The problem: Type out the data below in its entirety, exactly as given.

━━ Materials provided ━━

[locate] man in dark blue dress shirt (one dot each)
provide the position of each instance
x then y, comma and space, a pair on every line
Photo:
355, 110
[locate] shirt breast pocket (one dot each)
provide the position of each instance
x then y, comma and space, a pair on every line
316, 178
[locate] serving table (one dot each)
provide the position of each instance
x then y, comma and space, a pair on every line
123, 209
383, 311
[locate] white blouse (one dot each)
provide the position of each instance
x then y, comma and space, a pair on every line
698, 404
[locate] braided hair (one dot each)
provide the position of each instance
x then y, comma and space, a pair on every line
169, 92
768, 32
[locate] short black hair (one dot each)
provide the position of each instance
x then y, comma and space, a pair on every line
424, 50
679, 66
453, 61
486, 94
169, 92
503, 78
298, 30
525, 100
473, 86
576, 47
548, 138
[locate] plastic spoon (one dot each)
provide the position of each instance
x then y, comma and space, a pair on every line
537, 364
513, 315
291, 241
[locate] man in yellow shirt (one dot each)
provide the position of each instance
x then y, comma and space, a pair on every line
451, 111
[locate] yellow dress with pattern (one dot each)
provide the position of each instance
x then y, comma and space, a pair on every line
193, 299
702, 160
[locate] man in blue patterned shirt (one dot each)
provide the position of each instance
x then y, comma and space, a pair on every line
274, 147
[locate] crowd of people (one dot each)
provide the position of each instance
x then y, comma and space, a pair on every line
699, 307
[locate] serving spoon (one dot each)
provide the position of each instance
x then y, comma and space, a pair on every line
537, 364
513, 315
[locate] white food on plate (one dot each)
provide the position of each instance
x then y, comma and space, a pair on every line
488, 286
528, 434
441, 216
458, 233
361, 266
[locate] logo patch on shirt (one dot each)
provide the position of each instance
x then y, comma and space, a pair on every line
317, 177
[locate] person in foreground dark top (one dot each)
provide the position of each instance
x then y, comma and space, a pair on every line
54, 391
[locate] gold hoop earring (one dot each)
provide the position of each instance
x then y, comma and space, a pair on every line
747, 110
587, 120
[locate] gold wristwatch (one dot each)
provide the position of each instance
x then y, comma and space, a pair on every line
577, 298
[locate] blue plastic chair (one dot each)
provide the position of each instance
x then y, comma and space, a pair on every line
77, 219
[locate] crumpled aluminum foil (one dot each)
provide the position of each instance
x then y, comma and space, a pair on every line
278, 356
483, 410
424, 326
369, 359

━━━

Finished task:
[locate] man in dark blue dress shirt (one dot each)
provide the position of each instance
x then y, comma and space, a pair on every line
Photo:
355, 110
[locate] shirt breast pocket (one dot each)
provide the position of each instance
x then y, comma and space, a pair on every line
316, 178
[locate] serving table (one dot each)
provide the position of each instance
x then y, comma and space, a pair on every line
123, 209
383, 311
[locate] white blouse (one dot each)
provide the position of each instance
x then y, comma and space, a pair on every line
698, 404
[locate] braided hair (one dot each)
provide the position of each instance
x then y, comma and space, a pair on every line
169, 92
768, 32
[locate] short black hair (one dot each)
provide the position of each instance
x then y, comma and space, a pair on every line
424, 50
679, 66
453, 61
486, 94
169, 92
503, 78
298, 30
525, 100
473, 86
576, 47
548, 138
[locate] plastic spoon (one dot each)
provide the position of each instance
x then y, comma and space, a pair on every line
537, 364
513, 315
291, 241
[locate] man in yellow shirt (one dot each)
provide the position of each instance
x then y, comma and space, a pair on every line
451, 111
[locate] yellow dress with pattern (one dot each)
provide the position of each instance
x then y, comma and space, a pair on every line
193, 299
702, 160
[locate] man in blue patterned shirt (one dot each)
provide the position of each instance
x then y, comma and space, a pair on every line
274, 147
[locate] crowd of people (one dot each)
provide the position of each instance
x then y, comma and space, a pair on every line
699, 307
[locate] serving spoon (one dot each)
provide the position of each instance
x then y, comma and space, a pair on every line
537, 364
513, 315
[locate] white food on plate (one dot each)
provide the position of each instance
x then y, comma and space, a pair on every line
488, 286
528, 434
441, 216
458, 233
361, 266
[locate] logo patch on shirt (one dot each)
provide the position of each instance
x then y, comma and space, a pair on every line
317, 177
[locate] person in foreground dark top (one dot each)
provide the position of each instance
x then y, comma and space, a pair on every line
54, 391
[locate] gold hoop earring (one dot each)
provide the position of each instance
x then y, comma and space, a pair on every line
747, 110
587, 120
[locate] gold wristwatch (one dot each)
provide the position of each instance
x then y, comma and space, a pair on every line
577, 298
[locate] blue plastic chair (one dot each)
provide the position of each instance
x then y, comma and space, a pair on every line
77, 219
[locate] crumpled aluminum foil (one dot each)
provide the position of each instance
x then y, comma and space, a pair on every line
278, 356
483, 410
424, 326
369, 359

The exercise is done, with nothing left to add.